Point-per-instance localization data
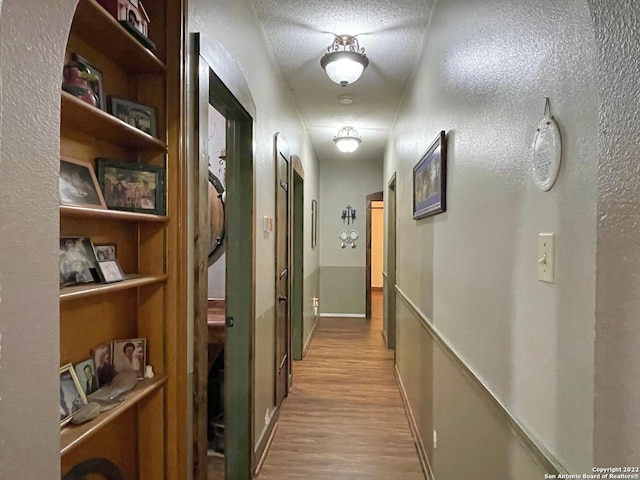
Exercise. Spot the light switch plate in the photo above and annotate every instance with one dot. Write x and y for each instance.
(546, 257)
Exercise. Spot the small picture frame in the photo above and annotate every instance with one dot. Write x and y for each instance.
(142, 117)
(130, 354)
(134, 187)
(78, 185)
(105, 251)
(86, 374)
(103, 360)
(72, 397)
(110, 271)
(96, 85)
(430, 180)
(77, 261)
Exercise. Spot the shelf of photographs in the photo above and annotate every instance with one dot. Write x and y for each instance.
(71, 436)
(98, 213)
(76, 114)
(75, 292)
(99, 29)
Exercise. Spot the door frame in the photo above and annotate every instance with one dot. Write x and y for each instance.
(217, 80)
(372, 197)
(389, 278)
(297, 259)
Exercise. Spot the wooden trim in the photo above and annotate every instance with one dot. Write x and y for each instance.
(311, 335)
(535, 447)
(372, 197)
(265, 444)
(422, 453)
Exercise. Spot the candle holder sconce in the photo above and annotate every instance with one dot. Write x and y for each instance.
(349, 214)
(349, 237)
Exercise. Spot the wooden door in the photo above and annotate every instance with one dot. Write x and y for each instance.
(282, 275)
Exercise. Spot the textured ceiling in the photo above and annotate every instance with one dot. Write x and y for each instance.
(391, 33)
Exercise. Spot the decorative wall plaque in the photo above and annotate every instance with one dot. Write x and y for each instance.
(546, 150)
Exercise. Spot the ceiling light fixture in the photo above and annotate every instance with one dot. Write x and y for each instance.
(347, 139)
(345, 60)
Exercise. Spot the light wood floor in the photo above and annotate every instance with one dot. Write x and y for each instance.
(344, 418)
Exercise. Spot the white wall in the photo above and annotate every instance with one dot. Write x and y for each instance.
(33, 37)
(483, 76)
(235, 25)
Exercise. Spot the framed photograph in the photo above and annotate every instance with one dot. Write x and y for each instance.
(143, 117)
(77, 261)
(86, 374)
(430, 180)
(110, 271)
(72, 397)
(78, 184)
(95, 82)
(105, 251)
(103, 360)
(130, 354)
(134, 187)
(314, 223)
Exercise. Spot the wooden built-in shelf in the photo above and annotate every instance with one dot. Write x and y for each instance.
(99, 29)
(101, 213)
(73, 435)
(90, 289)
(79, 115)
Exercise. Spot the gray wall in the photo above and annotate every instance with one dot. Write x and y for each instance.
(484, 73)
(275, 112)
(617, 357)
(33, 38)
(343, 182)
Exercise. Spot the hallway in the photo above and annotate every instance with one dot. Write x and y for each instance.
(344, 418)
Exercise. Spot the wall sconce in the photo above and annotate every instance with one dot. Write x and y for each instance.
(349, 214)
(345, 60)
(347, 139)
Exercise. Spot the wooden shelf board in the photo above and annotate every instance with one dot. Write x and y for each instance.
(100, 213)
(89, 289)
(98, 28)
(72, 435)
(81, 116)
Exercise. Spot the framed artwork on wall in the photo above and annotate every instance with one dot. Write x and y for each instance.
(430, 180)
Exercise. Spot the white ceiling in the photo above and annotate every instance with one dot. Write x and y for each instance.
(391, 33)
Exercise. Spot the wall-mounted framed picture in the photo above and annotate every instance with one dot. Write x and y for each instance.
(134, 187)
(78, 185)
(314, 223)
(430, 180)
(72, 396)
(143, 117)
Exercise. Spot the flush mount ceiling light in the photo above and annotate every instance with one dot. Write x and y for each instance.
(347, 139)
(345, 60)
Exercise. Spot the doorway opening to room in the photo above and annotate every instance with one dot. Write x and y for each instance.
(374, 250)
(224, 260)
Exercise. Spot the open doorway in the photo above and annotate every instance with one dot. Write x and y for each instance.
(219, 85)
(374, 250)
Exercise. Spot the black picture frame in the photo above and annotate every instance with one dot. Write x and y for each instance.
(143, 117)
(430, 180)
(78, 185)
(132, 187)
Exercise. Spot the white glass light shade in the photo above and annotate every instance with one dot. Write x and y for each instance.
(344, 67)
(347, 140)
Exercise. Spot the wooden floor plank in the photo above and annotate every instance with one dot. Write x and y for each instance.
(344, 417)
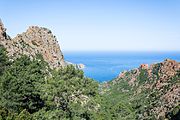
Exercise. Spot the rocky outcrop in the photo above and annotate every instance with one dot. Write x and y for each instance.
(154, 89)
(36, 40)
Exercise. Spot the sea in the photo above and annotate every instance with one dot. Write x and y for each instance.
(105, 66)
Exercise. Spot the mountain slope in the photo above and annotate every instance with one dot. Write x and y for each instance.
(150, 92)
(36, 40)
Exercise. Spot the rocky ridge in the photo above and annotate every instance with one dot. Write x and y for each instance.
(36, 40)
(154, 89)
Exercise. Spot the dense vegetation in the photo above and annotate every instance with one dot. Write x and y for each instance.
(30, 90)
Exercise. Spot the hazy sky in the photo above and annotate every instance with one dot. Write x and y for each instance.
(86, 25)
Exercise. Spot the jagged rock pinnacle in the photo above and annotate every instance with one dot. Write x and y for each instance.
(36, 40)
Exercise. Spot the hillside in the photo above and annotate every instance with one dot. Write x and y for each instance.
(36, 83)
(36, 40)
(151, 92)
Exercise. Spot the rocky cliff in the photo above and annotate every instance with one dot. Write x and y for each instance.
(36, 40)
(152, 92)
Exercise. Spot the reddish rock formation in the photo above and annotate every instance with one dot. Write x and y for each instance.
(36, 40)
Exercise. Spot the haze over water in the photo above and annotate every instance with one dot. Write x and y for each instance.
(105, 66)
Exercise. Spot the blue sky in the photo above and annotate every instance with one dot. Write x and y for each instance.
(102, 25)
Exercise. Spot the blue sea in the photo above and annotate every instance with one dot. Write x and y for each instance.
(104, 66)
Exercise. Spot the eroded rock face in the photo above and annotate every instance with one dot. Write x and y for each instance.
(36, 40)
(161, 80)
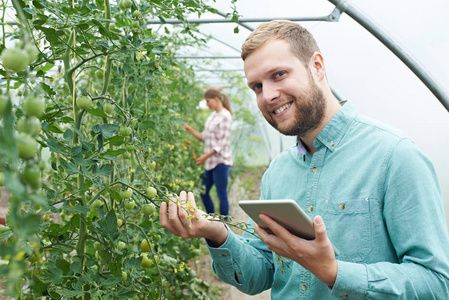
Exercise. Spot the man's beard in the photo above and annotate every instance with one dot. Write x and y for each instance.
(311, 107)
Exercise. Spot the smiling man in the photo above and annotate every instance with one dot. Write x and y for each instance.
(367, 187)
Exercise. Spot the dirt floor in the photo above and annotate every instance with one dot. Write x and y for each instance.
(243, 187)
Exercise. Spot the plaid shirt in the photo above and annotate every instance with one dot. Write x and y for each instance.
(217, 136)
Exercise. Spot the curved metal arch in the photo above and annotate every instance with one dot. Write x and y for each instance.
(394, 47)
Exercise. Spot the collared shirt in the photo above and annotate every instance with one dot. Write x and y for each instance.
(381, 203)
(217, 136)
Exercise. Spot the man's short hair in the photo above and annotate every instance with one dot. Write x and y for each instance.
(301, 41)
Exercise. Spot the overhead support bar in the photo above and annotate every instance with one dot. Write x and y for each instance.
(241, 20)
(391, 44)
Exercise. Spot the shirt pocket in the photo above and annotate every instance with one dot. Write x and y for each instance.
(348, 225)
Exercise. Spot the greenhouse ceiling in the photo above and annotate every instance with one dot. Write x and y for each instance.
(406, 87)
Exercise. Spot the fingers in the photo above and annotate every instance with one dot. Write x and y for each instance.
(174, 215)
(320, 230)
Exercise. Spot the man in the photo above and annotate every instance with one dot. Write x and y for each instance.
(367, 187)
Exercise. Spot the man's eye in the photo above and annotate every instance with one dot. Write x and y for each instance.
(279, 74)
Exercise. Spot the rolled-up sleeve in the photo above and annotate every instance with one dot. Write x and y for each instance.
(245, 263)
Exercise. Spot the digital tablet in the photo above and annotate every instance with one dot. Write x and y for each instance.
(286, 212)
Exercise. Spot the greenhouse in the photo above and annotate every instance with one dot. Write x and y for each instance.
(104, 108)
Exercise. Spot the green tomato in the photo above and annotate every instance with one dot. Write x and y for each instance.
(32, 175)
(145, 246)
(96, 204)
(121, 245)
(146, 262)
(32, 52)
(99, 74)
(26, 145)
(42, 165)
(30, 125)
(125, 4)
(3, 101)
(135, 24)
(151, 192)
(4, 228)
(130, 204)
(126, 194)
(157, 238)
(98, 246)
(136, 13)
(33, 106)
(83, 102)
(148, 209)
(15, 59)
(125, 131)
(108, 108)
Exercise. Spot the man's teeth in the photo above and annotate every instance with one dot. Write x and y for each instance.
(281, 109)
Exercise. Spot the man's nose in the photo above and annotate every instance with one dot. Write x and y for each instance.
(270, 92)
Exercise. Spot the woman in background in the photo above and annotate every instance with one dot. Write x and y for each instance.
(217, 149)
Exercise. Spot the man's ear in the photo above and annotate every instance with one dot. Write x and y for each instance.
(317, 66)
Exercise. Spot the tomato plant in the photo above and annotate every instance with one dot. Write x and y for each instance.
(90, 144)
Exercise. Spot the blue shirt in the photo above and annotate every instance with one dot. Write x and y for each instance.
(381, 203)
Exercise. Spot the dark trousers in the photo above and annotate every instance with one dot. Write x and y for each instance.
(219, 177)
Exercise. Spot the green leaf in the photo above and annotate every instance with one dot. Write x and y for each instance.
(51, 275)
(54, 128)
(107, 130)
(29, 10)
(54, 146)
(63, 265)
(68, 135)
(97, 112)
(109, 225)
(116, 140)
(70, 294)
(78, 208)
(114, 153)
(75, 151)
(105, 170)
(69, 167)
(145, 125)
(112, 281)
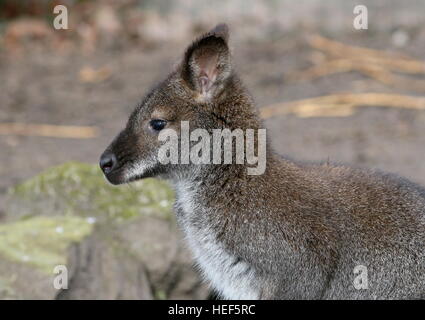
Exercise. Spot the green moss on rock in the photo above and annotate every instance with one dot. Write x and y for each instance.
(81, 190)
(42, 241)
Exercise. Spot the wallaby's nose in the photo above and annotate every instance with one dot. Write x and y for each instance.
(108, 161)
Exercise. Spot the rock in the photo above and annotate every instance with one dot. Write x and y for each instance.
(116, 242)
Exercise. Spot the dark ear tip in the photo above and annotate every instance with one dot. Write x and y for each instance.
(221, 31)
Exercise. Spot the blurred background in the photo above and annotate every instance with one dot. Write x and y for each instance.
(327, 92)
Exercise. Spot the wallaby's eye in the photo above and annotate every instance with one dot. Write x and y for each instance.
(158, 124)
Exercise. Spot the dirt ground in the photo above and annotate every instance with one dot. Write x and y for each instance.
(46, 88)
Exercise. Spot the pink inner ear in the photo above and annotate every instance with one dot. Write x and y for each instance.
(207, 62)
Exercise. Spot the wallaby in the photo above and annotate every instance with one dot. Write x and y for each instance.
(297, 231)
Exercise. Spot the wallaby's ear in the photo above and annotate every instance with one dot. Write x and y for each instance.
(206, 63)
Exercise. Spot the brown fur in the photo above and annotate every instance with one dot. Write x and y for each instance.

> **Your objective**:
The line containing "Exercise. Spot the blurred" opens the range, and the last line of the entries closes it; copy that range exactly.

> **Finished task**:
Exercise. Spot the blurred background in the photo above and annotate every instance with one dot. Write x and y for each instance.
(327, 92)
Exercise. Spot the wallaby's eye in the photo above and annotate every instance with one dot. Write x and y for each instance.
(158, 124)
Exercise. Spot the dirt ground in the photo above and annotate every instance with one dot. Write x and y for each instance.
(46, 88)
Exercise. Spot the pink inner ear in the photo above and annotate every instance with one dot. Write x and y for each instance.
(207, 62)
Exercise. Spot the wallaby in the photo above and annotate every instance with one dot. Write x and y for each instance.
(297, 231)
Exercise. Spot the wallaby's ear in the photo above and annotate every instance with one dot. Write x and y for each instance.
(206, 63)
Exercise. Spot the brown fur in the photo above and annotate every instance with one dot. Write x and y for each instance.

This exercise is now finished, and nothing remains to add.